Give the entries again exactly; drop the pictures.

Extracted records
##############################

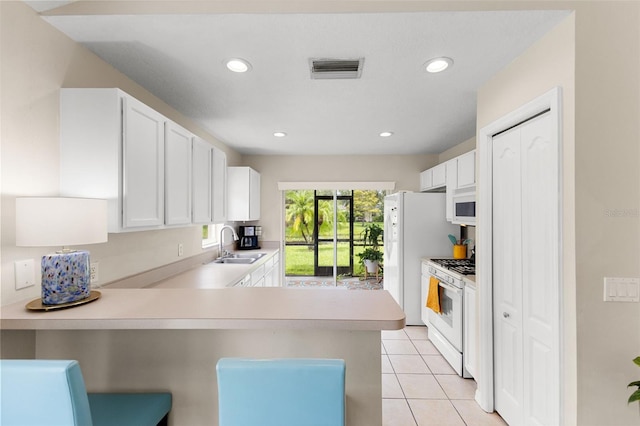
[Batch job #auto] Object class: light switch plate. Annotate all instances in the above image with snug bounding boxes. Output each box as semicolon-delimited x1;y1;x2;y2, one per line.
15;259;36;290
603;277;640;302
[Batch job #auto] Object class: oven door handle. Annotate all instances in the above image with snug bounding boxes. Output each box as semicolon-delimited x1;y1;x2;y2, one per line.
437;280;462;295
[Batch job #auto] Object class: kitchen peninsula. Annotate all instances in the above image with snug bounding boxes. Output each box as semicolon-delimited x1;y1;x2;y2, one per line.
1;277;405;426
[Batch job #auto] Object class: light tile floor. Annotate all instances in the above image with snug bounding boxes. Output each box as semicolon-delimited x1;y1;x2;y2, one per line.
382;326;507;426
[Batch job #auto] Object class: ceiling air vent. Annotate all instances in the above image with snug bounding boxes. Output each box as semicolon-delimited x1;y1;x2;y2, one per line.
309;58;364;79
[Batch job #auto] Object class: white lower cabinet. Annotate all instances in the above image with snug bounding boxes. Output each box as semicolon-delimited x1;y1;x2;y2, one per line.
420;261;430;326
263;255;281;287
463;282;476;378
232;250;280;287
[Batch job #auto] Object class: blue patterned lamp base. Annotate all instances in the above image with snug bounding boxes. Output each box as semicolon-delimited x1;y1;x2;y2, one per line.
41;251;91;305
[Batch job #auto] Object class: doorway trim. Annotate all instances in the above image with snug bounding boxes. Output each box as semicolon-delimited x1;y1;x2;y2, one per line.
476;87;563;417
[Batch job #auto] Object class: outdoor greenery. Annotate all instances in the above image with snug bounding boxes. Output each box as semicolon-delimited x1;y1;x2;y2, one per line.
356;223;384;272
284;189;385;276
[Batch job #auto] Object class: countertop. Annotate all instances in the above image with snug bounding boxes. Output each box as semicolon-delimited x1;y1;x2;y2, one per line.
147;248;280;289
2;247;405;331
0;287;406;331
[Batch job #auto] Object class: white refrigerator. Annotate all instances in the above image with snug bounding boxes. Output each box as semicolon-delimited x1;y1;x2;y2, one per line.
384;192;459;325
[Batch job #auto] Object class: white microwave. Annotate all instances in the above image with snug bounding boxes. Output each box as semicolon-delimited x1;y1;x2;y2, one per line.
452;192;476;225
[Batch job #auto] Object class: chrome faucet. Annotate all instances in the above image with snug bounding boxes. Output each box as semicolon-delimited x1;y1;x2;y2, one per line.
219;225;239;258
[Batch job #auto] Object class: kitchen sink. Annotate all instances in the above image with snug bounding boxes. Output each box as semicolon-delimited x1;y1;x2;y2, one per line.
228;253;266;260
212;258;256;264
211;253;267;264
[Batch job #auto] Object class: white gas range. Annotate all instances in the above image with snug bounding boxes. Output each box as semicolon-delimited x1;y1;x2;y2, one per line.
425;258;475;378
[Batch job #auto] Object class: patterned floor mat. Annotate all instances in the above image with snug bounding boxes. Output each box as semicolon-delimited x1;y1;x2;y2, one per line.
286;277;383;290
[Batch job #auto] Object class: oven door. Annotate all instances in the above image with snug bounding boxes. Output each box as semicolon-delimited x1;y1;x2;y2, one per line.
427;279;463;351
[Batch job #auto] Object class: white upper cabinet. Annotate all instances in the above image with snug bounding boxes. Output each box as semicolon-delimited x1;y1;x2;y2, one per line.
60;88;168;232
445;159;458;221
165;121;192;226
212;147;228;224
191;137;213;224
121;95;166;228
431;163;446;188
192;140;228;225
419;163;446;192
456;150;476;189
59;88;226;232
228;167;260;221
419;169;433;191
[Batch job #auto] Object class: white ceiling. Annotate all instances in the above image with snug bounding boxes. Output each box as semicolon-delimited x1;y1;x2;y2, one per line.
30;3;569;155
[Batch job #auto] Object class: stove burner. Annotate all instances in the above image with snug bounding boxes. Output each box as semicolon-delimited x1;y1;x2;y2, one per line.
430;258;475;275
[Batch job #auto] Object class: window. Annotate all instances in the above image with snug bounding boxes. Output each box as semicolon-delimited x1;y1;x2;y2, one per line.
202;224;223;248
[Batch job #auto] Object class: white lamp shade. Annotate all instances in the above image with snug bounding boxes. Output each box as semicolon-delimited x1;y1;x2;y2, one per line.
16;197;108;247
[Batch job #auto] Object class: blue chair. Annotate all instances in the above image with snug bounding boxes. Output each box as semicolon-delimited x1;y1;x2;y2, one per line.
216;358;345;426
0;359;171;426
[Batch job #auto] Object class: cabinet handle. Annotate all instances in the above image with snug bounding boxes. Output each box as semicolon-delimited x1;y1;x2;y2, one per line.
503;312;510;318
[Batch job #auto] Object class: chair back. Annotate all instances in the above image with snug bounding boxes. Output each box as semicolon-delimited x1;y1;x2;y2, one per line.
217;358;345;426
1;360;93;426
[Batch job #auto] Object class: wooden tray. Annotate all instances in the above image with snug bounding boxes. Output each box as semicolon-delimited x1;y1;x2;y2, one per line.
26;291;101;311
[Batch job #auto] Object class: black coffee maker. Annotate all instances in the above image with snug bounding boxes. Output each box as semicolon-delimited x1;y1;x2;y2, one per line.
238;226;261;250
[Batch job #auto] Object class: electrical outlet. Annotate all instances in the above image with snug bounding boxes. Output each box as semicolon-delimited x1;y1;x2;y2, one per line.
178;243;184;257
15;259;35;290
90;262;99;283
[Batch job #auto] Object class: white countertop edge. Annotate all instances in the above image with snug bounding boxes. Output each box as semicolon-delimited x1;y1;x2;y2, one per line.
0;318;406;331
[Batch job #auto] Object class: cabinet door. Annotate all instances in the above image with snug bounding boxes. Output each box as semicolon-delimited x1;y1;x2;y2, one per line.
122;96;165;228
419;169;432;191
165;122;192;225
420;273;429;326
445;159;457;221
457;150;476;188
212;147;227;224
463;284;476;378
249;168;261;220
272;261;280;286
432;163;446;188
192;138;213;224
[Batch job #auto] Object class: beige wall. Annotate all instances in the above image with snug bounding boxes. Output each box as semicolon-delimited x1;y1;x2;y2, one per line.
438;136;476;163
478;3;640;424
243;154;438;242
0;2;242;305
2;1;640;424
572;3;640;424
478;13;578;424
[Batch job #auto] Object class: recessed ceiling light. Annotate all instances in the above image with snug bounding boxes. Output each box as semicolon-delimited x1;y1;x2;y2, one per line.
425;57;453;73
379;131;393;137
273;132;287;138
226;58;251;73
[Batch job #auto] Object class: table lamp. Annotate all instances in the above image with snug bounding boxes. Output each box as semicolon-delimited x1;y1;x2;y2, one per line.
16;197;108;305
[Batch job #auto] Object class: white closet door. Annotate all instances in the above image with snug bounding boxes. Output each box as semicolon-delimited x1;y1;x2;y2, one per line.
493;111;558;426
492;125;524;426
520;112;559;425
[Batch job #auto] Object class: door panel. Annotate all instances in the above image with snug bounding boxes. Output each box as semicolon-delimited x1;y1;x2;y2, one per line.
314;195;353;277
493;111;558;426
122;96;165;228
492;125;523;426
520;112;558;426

##############################

> **Response to the task**
[Batch job #auto] Object class: light switch plate. Annotate all instances in the above image with snug bounding boxes. Output each box as semicolon-delimited x1;y1;x2;y2, one per line.
15;259;36;290
603;277;640;302
[Batch job #auto] Object class: oven door handle. Annotate all instances in the above image with snug bounding boxes. Output each box as semicolon-delimited x1;y1;x2;y2, one per line.
437;280;462;295
[Batch job #auto] Object class: kitchen peninsula. Annotate all instances in the above image with snug bounding boxes. Output each box as semicolon-delimited x1;y1;x2;y2, one per line.
1;277;405;426
[Batch job #auto] Object class: light tile floor. Annotate all instances in the above image with snug bounding boxes. Output each box as semicolon-delimited x1;y1;x2;y2, one per line.
382;326;507;426
[Batch job #auto] Object class: ceiling air vent. Annotate all instances in the above image with snug bounding boxes. Output each box as semicolon-delimited x1;y1;x2;y2, one per line.
309;58;364;79
[Batch job #auto] Object class: white lower cabinet. Annotate all instances in the above image with snug bounding boxes. Output each box as semicolon-delimited x1;y1;x2;y2, one per line.
420;261;430;326
263;255;281;287
463;282;476;378
232;250;280;287
[Batch job #auto] Object class: blue patterned lamp base. Annotate all instances in the above image with snug bounding boxes. Output each box as semicolon-delimited x1;y1;x2;y2, one per line.
41;251;91;305
[Batch job #auto] Object class: doorway trim. Annotate all instances in the above image with snug bounding boxes. Output each box as semicolon-delimited x1;y1;x2;y2, one per line.
476;87;563;417
[Batch job #auto] Object class: outdoor greenery. Annotate all instances in the above image with snug bounding boxes. Output each box as semicolon-delimited x1;y1;x2;y2, one per line.
356;223;384;272
284;189;385;276
[Batch job #auto] Object class: countertop. Annotate all instances in the above image with snug bounding boxes. Output each box as semicolon-delimited x1;y1;x2;y2, one per line.
147;248;280;289
2;247;405;331
0;287;406;331
[Batch job #auto] Object class: white refrigerator. Annotate all instances in the above image with snug bounding boxes. Output each box as semicolon-delimited x1;y1;x2;y2, one per line.
384;192;459;325
[Batch job #auto] Object class: white microwave. Annotate all instances in the above image with snug bounding boxes. Output each box as semicolon-delimited x1;y1;x2;y2, one per line.
452;192;476;225
[Batch job #auto] Object class: chrome faucet. Annotate all instances in the above image with snug bounding boxes. Output each box as semicolon-delimited x1;y1;x2;y2, one per line.
219;225;239;258
[Batch job #auto] Object class: kitchen sink. Annotate all instances in the above image with snug bounding boxes. Output each box as semicolon-delimited x1;y1;x2;y2, one per line.
228;253;266;260
212;258;256;264
211;253;267;264
[Batch job #auto] Object class: white gas range. Annotate all instances in the above image with snug bounding boxes. Output each box as semicolon-delimited x1;y1;x2;y2, one per line.
425;258;475;378
[Batch job #auto] Object class: patterned floor mat. Annotate all instances in the above image with snug bounding boxes. Output each box as semicolon-delimited x1;y1;x2;y2, one per line.
286;277;383;290
[Batch job #auto] Object class: oven door. Annotate all instances in the above image with snug bounding boxes. Output each box as semicolon-delimited x1;y1;x2;y2, one per line.
427;279;463;351
[Batch job #auto] Object class: white upper cabinet. Annotate all instances in the above image with snug bounding boxes. Output each box as semicolon-delimited x1;y1;x2;y2, one per line.
60;88;168;232
445;159;458;221
165;121;192;226
212;147;228;224
191;137;213;224
121;95;166;228
431;163;446;188
192;140;228;225
419;163;446;192
456;150;476;189
59;88;226;232
228;167;260;221
419;169;433;191
[Batch job #auto] Object class: white ceiling. Annotate all instances in the above image with snug bounding boxes. Output each box as semicolon-delimited x1;y1;x2;y2, one per line.
30;3;569;155
[Batch job #auto] Object class: stove burner. Annotate all instances in the above image with snug bounding boxes. Output each box as semicolon-delimited x1;y1;x2;y2, one per line.
430;258;475;275
[Batch job #auto] Object class: window. Annotate all instances in the above image with snug bounding boxes. Output each box as semicolon-delimited x1;y1;x2;y2, one per line.
202;224;223;248
[Batch job #auto] Object class: white lamp shade. Annotate all instances in the above image with snug bounding boxes. Output each box as semicolon-delimited x1;y1;x2;y2, one per line.
16;197;108;247
[Batch job #auto] Object class: blue chair. Annotate all instances in the above image with snug bounding boxes. Output each box as semicolon-delimited x1;y1;x2;y2, one per line.
216;358;345;426
0;359;171;426
[Batch job #auto] Object class: cabinet handle. Annotate all instances in the above image with snug bounding boxes. Output each box as semicolon-delimited x1;y1;x2;y2, one per line.
503;312;510;318
[Batch job #auto] Object class: chair back. Annotate all instances in the above image with snug bounding boxes. Output each box as semicolon-delimited x1;y1;x2;y2, one per line.
217;358;345;426
1;360;93;426
[Batch job #auto] Object class: wooden tray. Annotate all instances in the above image with snug bounding boxes. Output each box as semicolon-delimited x1;y1;x2;y2, one per line.
26;291;101;311
[Batch job #auto] Object class: black coffee maker. Annotate all instances in the above image with snug bounding boxes. Output each box as semicolon-delimited x1;y1;x2;y2, one per line.
238;226;261;250
[Batch job #auto] Object class: electrical outlet. Annotate all instances in the above image with snug bounding boxes. Output each box as semicolon-delimited x1;y1;x2;y2, one per line.
178;243;184;257
15;259;35;290
90;262;99;283
[Batch job #auto] Object class: white countertop edge. Annotate all instances in the above image with snug bounding boxes. Output each box as semicolon-delimited x1;y1;x2;y2, one per line.
0;318;406;331
[Batch job #auto] Object class: cabinet door. Annotate all instances in the above image with snug bounding boxes. Output each box as semicolon-delimited x1;y1;x2;y2, one per line.
122;96;165;228
419;169;432;191
165;122;192;225
420;273;429;326
445;159;457;221
457;150;476;188
212;147;227;224
463;284;476;378
249;168;261;220
272;261;280;286
432;163;446;188
192;138;213;224
[Batch job #auto] Object class: beige wall. Annotate all instances in the above image with snug bounding boxes. Output each box as semicolon-delimited x1;y1;x2;y2, one per line.
438;136;476;163
478;3;640;424
243;154;438;242
0;2;242;305
2;1;640;424
572;3;640;424
478;13;578;424
[Batch job #auto] Object class: recessed ceiling light. Annotate all instances in the above image with snug bounding boxes. Output each box as semicolon-delimited x1;y1;x2;y2, one per line.
425;57;453;73
379;131;393;137
273;132;287;138
226;58;251;73
[Batch job #auto] Object class: table lamp. Annotate all instances in the above image with snug bounding boxes. Output each box as semicolon-delimited x1;y1;x2;y2, one per line.
16;197;108;305
[Batch job #auto] Object class: white closet door. Annotate all instances in the above image with snug bounding boxes. Output each box as semicolon-delimited x1;y1;x2;y2, one per line.
493;111;558;426
492;125;524;426
520;112;559;425
[Batch job #auto] Object class: door panel. Annotate all instances in the above image with snug bounding boxes. Output each box as semicolon-delimited x1;y1;x2;y2, one per line.
314;195;353;277
493;111;558;426
122;96;165;228
492;125;523;426
520;112;558;426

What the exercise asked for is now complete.